### What to work on
Go through the entries below and tally each line holding the string "weathered". Return the number only.

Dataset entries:
_ _ _ _ _
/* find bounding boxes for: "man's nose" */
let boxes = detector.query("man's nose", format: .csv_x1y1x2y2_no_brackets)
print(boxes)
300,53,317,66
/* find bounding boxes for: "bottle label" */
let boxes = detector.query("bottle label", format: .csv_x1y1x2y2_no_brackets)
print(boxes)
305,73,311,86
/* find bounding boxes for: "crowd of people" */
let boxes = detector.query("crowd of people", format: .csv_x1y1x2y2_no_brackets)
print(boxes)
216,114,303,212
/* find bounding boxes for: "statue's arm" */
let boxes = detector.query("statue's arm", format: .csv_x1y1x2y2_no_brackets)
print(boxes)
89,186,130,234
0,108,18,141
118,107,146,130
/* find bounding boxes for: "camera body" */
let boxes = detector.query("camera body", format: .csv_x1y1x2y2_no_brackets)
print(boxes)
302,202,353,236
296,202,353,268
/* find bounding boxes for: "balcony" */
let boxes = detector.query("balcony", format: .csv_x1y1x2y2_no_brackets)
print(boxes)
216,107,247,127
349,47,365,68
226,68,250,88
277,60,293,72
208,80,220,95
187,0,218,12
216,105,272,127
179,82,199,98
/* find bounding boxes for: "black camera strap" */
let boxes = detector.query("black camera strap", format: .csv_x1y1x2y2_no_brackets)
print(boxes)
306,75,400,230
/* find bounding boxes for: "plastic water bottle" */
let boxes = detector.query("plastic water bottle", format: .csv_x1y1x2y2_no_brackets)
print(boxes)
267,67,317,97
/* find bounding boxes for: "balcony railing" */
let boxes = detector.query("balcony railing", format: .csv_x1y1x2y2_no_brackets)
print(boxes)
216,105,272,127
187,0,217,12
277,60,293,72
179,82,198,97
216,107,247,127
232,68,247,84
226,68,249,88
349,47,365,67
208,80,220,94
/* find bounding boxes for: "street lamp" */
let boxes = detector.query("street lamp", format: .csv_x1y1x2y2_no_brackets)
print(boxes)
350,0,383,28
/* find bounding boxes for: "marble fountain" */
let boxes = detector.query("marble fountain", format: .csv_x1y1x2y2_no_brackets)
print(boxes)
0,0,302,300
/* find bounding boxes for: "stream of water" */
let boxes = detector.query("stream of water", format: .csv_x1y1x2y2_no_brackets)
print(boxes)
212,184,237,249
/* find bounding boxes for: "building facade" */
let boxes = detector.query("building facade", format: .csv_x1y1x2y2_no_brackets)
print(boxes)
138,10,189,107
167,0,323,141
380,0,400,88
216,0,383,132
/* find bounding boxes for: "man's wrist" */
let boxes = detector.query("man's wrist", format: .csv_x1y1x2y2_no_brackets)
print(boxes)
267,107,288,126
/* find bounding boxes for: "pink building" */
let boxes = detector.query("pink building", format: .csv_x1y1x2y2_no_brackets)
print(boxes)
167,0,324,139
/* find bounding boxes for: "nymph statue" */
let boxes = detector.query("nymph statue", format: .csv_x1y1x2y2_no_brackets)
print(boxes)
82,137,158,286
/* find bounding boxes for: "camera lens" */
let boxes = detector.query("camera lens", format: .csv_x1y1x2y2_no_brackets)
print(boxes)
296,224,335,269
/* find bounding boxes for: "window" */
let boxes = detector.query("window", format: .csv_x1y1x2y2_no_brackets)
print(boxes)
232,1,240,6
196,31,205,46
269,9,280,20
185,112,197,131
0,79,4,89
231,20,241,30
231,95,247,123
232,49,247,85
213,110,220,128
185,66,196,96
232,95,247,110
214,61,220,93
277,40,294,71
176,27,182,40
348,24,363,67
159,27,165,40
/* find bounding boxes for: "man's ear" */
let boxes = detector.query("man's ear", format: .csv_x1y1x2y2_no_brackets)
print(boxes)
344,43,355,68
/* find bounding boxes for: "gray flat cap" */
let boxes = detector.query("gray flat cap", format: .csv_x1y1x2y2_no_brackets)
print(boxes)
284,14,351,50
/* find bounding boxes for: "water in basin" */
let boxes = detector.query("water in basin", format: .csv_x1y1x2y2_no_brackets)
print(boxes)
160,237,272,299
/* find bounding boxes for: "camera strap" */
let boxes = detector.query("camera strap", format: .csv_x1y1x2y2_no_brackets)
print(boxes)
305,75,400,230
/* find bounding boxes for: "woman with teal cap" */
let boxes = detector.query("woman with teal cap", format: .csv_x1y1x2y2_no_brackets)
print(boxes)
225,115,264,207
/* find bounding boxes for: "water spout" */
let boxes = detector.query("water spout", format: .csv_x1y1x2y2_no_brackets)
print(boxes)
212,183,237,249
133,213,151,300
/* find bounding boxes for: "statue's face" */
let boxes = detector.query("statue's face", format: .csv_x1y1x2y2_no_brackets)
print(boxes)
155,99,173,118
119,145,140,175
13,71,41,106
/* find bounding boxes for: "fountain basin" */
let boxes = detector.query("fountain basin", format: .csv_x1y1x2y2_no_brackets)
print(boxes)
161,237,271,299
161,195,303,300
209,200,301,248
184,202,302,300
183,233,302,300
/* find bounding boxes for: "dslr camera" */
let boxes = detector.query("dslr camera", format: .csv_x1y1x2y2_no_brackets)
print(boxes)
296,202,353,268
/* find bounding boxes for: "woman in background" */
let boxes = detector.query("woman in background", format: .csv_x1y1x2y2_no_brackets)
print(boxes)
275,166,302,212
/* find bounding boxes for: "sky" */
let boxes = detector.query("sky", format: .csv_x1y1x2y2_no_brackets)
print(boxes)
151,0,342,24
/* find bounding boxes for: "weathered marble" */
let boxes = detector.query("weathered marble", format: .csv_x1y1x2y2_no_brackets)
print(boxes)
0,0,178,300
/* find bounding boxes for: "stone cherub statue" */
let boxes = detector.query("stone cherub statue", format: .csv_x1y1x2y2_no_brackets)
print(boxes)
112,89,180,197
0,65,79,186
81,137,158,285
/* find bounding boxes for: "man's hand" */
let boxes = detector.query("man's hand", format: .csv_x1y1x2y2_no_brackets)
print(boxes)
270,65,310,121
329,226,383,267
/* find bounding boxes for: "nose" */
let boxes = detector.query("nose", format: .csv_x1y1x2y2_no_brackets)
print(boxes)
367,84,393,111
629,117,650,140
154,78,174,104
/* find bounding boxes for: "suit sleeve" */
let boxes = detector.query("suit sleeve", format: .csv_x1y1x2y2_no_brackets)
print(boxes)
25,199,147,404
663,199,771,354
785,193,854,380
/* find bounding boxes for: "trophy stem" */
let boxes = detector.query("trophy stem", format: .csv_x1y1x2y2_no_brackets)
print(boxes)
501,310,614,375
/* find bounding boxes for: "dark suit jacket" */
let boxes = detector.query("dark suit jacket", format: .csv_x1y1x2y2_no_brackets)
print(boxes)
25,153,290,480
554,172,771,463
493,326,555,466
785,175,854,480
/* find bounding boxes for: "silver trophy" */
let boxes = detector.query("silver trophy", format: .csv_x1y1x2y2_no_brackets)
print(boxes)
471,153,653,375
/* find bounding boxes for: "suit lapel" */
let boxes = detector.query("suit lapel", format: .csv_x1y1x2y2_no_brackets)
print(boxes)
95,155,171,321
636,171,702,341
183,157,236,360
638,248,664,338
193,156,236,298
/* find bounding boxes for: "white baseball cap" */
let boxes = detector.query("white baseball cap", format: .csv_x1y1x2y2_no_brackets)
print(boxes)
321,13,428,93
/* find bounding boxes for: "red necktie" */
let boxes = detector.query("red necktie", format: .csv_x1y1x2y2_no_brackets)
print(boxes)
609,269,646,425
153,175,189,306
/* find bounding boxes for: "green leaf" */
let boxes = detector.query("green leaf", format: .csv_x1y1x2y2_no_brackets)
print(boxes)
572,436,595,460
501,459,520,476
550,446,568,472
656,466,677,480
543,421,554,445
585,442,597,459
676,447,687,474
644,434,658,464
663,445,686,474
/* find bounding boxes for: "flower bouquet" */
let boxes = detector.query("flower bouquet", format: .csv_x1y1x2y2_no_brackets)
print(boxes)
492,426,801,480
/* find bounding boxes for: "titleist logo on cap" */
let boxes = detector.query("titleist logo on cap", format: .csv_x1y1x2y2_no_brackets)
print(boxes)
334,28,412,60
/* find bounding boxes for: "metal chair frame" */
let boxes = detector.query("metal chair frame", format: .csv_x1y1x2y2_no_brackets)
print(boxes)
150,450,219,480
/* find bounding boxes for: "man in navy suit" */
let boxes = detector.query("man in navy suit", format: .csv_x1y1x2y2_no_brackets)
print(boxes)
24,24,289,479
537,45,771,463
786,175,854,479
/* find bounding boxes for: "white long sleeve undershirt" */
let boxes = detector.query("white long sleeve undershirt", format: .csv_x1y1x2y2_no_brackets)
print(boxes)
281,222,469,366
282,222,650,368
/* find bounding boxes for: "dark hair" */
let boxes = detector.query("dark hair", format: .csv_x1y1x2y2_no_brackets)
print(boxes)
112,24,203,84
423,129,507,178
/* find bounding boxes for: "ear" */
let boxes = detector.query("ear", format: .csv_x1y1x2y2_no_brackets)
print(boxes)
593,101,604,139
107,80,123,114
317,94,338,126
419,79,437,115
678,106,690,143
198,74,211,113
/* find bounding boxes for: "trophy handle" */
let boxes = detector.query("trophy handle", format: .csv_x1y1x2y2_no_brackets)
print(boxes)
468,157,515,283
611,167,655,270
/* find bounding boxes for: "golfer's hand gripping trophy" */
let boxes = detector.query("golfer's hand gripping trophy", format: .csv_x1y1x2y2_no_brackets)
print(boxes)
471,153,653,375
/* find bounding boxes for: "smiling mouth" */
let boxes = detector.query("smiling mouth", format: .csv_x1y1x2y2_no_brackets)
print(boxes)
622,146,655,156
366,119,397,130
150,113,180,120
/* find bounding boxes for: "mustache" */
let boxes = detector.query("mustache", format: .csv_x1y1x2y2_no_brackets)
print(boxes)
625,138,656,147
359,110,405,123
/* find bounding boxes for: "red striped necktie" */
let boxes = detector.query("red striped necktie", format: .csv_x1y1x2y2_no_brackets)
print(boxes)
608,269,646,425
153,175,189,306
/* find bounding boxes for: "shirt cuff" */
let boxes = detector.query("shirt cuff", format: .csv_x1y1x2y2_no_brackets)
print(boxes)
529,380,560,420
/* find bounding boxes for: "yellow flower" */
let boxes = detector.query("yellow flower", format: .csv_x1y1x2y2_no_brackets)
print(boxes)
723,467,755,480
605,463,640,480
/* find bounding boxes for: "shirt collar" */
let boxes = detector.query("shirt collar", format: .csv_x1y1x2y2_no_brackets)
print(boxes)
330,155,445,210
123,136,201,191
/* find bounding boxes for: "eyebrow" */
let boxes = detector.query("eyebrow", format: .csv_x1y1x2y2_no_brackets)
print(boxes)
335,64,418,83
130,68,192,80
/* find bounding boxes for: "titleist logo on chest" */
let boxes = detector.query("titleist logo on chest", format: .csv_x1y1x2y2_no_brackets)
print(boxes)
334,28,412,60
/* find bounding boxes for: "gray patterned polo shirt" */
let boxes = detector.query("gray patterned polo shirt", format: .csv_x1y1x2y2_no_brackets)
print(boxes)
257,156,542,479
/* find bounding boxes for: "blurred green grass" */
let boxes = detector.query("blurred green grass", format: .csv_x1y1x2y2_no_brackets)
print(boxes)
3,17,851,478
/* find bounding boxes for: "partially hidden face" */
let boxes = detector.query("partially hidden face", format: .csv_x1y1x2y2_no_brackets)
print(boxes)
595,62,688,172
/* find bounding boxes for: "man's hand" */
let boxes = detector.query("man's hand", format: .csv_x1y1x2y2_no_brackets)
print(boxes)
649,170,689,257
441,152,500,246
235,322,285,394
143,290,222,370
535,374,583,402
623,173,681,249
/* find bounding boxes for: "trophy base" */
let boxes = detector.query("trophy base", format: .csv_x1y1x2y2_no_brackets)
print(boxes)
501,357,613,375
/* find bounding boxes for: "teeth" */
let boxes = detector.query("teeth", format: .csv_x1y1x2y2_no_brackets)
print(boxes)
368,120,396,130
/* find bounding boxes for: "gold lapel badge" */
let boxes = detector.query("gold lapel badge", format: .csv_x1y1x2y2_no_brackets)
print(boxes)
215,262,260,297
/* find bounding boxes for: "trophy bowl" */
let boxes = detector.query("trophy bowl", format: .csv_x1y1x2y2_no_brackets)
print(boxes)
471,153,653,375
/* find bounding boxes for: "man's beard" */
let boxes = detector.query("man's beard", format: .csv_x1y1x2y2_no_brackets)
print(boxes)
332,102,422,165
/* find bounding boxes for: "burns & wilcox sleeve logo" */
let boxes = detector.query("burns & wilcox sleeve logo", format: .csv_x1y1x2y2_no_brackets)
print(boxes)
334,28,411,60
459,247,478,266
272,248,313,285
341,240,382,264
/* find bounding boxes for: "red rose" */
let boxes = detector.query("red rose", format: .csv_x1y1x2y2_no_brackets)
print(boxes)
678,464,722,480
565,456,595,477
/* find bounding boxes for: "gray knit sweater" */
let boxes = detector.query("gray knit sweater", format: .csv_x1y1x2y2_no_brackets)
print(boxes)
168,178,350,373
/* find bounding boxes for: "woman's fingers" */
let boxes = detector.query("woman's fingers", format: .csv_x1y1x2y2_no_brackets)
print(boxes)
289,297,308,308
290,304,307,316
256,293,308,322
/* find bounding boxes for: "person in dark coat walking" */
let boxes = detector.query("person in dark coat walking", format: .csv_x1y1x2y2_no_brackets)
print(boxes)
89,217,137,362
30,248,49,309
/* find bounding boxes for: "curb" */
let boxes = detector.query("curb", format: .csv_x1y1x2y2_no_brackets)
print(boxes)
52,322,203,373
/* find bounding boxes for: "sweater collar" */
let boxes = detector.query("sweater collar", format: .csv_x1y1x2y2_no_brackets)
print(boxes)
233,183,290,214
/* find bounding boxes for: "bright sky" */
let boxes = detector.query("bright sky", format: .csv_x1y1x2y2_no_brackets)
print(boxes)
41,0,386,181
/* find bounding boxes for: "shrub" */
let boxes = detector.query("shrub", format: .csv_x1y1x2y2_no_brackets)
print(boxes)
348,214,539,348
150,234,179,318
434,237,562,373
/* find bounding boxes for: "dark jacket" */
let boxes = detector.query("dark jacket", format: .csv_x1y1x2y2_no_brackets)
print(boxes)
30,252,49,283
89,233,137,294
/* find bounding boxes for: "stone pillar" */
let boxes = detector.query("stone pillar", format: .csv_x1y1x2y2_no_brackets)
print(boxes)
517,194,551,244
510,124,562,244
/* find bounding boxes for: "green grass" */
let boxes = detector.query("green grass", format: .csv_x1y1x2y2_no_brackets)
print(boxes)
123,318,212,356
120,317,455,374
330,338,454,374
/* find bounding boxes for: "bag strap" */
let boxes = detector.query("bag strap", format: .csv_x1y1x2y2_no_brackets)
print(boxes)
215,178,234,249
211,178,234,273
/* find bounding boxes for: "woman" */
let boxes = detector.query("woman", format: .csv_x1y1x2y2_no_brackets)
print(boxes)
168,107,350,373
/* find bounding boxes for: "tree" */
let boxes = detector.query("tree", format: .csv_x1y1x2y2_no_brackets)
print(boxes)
_ _ _ _ _
### Answer to the exercise
2